* **Items from a labeling collection**

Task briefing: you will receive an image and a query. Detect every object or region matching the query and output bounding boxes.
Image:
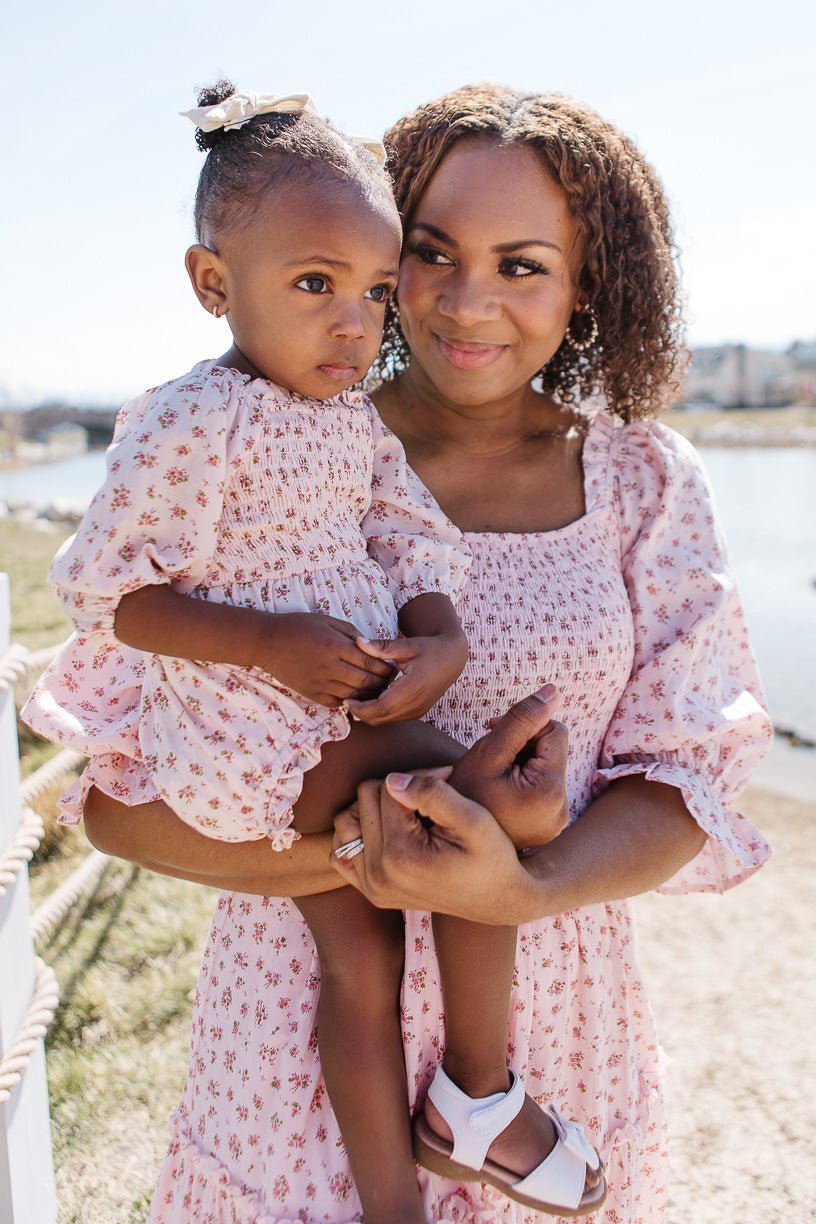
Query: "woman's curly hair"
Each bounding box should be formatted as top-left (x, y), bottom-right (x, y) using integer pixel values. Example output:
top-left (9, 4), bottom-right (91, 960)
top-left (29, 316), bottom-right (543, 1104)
top-left (373, 84), bottom-right (686, 421)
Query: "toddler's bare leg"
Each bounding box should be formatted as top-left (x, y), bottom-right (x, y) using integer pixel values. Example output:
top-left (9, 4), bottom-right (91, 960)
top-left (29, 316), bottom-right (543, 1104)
top-left (295, 889), bottom-right (425, 1224)
top-left (295, 722), bottom-right (464, 1224)
top-left (425, 749), bottom-right (599, 1190)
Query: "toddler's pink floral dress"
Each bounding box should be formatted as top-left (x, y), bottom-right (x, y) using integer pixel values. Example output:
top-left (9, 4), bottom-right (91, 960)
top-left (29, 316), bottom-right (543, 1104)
top-left (140, 414), bottom-right (771, 1224)
top-left (23, 361), bottom-right (467, 849)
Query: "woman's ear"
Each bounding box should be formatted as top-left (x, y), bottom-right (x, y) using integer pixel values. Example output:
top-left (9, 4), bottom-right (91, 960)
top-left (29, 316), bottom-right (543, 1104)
top-left (185, 242), bottom-right (229, 318)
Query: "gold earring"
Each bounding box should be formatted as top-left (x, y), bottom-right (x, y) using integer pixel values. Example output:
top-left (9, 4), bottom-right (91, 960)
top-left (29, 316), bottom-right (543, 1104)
top-left (564, 306), bottom-right (598, 353)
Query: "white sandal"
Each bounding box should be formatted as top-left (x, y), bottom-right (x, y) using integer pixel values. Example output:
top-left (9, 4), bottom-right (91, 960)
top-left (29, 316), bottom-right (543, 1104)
top-left (414, 1066), bottom-right (607, 1215)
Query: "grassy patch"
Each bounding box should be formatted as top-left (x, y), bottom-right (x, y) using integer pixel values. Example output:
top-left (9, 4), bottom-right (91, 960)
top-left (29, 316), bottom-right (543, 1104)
top-left (0, 519), bottom-right (71, 650)
top-left (37, 847), bottom-right (215, 1224)
top-left (0, 519), bottom-right (215, 1224)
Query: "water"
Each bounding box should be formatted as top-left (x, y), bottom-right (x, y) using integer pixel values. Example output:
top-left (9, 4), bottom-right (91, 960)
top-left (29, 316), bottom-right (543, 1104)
top-left (701, 447), bottom-right (816, 741)
top-left (0, 447), bottom-right (816, 741)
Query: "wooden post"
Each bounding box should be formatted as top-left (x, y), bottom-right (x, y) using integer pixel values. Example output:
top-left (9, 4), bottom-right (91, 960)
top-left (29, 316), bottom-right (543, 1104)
top-left (0, 574), bottom-right (56, 1224)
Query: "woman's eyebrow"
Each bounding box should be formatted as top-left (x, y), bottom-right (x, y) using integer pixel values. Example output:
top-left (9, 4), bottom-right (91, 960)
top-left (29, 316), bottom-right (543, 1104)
top-left (411, 222), bottom-right (564, 255)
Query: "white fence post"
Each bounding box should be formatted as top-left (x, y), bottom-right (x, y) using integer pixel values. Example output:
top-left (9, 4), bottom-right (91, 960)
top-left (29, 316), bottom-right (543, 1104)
top-left (0, 574), bottom-right (56, 1224)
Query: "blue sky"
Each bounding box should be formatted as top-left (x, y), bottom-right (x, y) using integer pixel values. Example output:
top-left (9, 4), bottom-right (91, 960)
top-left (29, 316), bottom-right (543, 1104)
top-left (0, 0), bottom-right (816, 408)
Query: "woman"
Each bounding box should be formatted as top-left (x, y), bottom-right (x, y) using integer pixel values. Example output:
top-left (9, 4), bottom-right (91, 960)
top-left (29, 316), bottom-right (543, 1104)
top-left (87, 87), bottom-right (770, 1224)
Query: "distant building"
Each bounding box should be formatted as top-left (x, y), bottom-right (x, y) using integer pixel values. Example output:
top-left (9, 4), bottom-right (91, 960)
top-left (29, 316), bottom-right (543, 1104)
top-left (39, 421), bottom-right (88, 459)
top-left (681, 344), bottom-right (798, 408)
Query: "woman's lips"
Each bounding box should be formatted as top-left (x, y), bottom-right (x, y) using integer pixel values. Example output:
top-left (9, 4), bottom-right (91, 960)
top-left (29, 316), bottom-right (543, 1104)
top-left (319, 366), bottom-right (357, 382)
top-left (436, 335), bottom-right (505, 370)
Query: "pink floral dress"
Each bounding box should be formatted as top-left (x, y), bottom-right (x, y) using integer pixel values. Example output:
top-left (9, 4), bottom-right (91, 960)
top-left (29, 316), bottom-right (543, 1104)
top-left (23, 361), bottom-right (467, 849)
top-left (143, 415), bottom-right (771, 1224)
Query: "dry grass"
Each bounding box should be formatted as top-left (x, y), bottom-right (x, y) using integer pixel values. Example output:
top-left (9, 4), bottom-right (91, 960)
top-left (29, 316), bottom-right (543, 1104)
top-left (0, 519), bottom-right (71, 650)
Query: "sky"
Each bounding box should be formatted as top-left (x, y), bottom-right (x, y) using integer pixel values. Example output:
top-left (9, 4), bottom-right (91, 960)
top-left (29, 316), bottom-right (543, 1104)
top-left (0, 0), bottom-right (816, 410)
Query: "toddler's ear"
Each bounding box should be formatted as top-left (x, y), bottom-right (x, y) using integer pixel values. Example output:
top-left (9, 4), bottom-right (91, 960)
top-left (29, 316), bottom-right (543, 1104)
top-left (185, 242), bottom-right (229, 318)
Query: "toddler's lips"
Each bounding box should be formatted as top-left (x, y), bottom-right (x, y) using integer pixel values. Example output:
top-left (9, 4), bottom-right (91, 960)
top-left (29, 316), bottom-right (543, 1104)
top-left (319, 365), bottom-right (357, 382)
top-left (436, 335), bottom-right (505, 370)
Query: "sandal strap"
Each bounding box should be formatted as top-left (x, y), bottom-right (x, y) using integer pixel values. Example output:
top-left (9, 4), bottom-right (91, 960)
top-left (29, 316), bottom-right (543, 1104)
top-left (513, 1105), bottom-right (601, 1211)
top-left (428, 1066), bottom-right (524, 1169)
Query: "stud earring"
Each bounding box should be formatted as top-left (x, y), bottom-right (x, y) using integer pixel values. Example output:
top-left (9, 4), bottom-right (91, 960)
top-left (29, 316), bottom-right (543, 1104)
top-left (564, 306), bottom-right (598, 353)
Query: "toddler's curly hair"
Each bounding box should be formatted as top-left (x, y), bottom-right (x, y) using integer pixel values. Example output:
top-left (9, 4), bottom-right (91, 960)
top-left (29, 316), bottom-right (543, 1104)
top-left (373, 84), bottom-right (686, 421)
top-left (195, 81), bottom-right (394, 242)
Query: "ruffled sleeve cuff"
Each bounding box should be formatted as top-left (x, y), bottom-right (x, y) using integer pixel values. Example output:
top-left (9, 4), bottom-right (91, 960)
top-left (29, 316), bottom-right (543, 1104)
top-left (593, 754), bottom-right (771, 895)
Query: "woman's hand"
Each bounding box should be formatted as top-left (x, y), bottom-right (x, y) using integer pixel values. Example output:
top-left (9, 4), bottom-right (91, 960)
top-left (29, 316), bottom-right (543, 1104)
top-left (252, 612), bottom-right (394, 705)
top-left (346, 627), bottom-right (467, 726)
top-left (450, 684), bottom-right (569, 849)
top-left (334, 684), bottom-right (566, 925)
top-left (333, 766), bottom-right (530, 925)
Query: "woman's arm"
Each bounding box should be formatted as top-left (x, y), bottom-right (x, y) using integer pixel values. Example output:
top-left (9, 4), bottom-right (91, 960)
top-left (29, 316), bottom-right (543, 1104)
top-left (84, 788), bottom-right (345, 897)
top-left (524, 774), bottom-right (706, 917)
top-left (335, 771), bottom-right (705, 925)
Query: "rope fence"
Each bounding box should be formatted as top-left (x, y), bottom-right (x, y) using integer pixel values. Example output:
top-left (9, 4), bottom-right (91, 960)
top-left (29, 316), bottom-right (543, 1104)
top-left (0, 626), bottom-right (110, 1222)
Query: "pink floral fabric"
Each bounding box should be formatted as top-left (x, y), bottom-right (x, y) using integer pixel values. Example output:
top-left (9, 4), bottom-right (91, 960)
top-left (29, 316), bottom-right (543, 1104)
top-left (23, 362), bottom-right (467, 849)
top-left (150, 415), bottom-right (771, 1224)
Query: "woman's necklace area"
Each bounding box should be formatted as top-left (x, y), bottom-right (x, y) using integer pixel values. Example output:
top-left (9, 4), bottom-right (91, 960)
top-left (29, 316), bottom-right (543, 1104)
top-left (414, 416), bottom-right (590, 459)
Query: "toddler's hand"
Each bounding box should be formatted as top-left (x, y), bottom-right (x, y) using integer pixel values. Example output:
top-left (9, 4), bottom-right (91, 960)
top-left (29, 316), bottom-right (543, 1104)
top-left (252, 612), bottom-right (394, 705)
top-left (346, 630), bottom-right (467, 726)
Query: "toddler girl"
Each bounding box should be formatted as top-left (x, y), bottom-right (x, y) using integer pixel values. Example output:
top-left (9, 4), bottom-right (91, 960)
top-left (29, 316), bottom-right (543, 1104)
top-left (24, 82), bottom-right (606, 1224)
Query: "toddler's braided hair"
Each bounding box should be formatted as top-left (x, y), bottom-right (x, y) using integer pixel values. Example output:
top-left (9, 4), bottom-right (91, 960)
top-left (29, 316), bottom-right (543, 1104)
top-left (372, 84), bottom-right (686, 421)
top-left (195, 81), bottom-right (394, 242)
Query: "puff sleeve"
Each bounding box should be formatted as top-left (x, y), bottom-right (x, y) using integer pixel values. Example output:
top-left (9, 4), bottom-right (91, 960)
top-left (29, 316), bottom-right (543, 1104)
top-left (361, 404), bottom-right (470, 610)
top-left (50, 367), bottom-right (260, 634)
top-left (593, 422), bottom-right (772, 892)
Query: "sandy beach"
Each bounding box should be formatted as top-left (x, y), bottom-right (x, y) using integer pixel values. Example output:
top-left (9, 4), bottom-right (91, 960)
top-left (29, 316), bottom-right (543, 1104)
top-left (636, 789), bottom-right (816, 1224)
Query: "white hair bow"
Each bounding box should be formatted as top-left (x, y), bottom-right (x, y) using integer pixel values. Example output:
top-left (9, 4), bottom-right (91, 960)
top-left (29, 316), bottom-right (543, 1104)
top-left (179, 89), bottom-right (385, 165)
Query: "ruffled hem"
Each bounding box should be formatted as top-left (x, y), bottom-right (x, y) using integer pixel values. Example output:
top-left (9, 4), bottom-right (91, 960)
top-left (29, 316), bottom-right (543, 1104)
top-left (57, 753), bottom-right (161, 825)
top-left (148, 1121), bottom-right (309, 1224)
top-left (592, 759), bottom-right (771, 895)
top-left (57, 710), bottom-right (350, 851)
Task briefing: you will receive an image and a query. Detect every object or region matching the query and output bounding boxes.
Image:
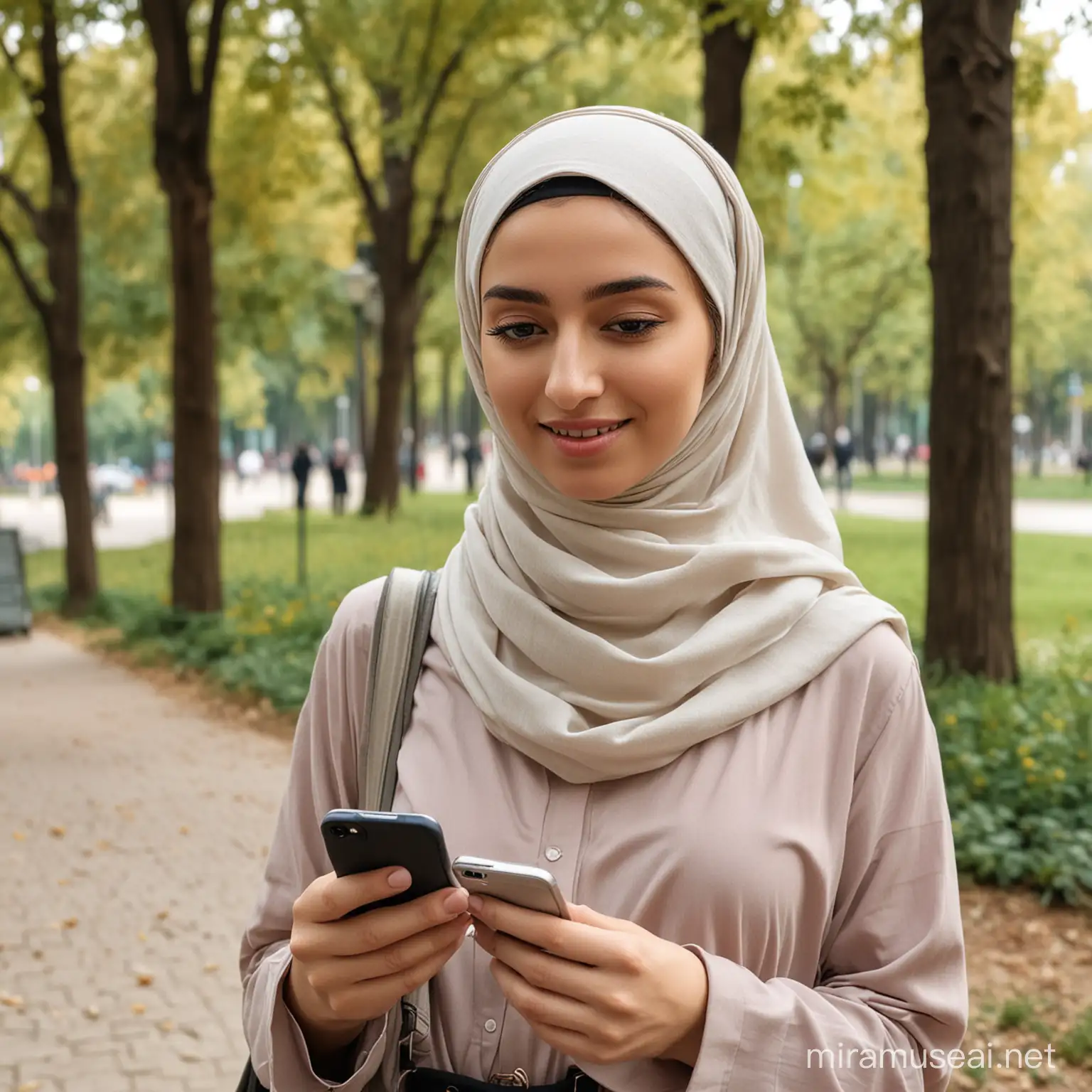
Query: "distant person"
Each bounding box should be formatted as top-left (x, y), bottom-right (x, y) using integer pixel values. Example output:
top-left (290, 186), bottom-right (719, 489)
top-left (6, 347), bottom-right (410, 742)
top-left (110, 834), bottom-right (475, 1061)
top-left (291, 444), bottom-right (312, 509)
top-left (326, 440), bottom-right (348, 515)
top-left (894, 432), bottom-right (914, 477)
top-left (805, 432), bottom-right (827, 483)
top-left (1076, 448), bottom-right (1092, 485)
top-left (87, 463), bottom-right (110, 526)
top-left (835, 425), bottom-right (854, 508)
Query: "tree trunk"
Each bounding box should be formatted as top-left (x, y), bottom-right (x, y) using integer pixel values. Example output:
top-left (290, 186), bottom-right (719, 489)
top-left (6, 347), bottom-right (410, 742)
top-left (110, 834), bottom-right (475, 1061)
top-left (819, 363), bottom-right (842, 444)
top-left (141, 0), bottom-right (227, 611)
top-left (408, 323), bottom-right (420, 493)
top-left (13, 2), bottom-right (98, 615)
top-left (921, 0), bottom-right (1019, 680)
top-left (46, 182), bottom-right (98, 616)
top-left (440, 350), bottom-right (454, 451)
top-left (701, 0), bottom-right (756, 167)
top-left (48, 316), bottom-right (98, 616)
top-left (363, 270), bottom-right (417, 513)
top-left (168, 188), bottom-right (222, 611)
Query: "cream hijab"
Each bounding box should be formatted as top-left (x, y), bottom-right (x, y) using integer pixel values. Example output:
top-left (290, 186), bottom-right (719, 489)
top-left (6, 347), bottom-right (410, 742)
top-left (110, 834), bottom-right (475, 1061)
top-left (434, 106), bottom-right (909, 783)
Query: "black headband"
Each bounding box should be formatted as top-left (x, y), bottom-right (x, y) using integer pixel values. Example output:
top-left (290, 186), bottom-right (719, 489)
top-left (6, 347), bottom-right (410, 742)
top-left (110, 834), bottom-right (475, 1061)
top-left (497, 175), bottom-right (618, 224)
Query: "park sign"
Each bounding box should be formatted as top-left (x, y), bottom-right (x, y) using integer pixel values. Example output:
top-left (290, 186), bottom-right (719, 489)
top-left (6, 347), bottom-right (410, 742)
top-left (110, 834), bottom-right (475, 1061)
top-left (0, 528), bottom-right (32, 633)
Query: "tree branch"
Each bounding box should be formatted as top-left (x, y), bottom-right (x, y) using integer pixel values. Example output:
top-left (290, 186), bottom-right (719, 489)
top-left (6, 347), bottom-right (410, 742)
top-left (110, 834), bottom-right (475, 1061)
top-left (198, 0), bottom-right (227, 132)
top-left (408, 0), bottom-right (496, 167)
top-left (296, 10), bottom-right (383, 225)
top-left (0, 22), bottom-right (41, 105)
top-left (0, 215), bottom-right (49, 326)
top-left (0, 171), bottom-right (46, 244)
top-left (413, 20), bottom-right (601, 277)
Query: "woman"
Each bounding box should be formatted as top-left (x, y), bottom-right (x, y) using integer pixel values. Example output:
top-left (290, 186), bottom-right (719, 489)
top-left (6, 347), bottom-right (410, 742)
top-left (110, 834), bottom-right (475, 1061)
top-left (242, 107), bottom-right (966, 1092)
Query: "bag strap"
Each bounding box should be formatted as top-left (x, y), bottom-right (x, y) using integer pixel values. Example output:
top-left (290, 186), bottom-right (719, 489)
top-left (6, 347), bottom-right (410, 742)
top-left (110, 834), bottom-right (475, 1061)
top-left (357, 569), bottom-right (439, 811)
top-left (357, 569), bottom-right (440, 1092)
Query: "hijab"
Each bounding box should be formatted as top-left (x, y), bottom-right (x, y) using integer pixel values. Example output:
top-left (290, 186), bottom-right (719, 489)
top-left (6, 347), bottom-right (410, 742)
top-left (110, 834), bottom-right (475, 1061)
top-left (434, 106), bottom-right (909, 783)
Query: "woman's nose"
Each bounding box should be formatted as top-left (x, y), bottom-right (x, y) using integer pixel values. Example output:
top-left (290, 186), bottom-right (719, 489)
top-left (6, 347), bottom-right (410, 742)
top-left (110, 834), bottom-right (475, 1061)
top-left (546, 336), bottom-right (604, 410)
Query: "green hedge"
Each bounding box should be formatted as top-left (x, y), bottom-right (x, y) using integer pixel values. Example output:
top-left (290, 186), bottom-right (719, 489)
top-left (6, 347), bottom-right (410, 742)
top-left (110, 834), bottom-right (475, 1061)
top-left (35, 582), bottom-right (1092, 903)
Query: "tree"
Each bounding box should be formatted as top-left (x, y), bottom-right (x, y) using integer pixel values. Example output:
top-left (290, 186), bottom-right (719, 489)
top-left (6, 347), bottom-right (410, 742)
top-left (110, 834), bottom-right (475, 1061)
top-left (0, 0), bottom-right (98, 614)
top-left (141, 0), bottom-right (227, 611)
top-left (921, 0), bottom-right (1087, 679)
top-left (274, 0), bottom-right (621, 512)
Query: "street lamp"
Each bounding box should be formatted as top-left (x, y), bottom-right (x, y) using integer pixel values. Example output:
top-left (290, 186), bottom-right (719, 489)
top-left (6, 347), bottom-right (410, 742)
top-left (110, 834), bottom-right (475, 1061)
top-left (342, 242), bottom-right (383, 473)
top-left (23, 375), bottom-right (41, 500)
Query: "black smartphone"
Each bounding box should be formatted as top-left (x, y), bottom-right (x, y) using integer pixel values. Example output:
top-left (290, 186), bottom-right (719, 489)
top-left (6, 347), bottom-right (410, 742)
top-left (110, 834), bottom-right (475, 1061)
top-left (322, 808), bottom-right (459, 917)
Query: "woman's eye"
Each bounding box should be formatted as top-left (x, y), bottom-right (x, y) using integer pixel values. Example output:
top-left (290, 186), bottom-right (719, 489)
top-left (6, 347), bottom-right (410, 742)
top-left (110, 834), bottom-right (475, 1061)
top-left (606, 319), bottom-right (663, 338)
top-left (486, 322), bottom-right (542, 341)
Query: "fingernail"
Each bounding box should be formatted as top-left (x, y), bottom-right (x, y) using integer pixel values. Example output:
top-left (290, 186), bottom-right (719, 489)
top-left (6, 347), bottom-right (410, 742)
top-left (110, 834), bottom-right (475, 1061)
top-left (444, 888), bottom-right (466, 914)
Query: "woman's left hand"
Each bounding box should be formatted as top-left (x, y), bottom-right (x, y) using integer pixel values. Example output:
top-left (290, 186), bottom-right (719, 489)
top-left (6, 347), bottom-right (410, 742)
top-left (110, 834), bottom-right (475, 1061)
top-left (471, 898), bottom-right (709, 1067)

* **Exercise goal**
Gather every line of the entries that holds the word "dress" and copy each one out.

* **Full response**
Query: "toddler's pink floral dress"
Query: "pink floral dress"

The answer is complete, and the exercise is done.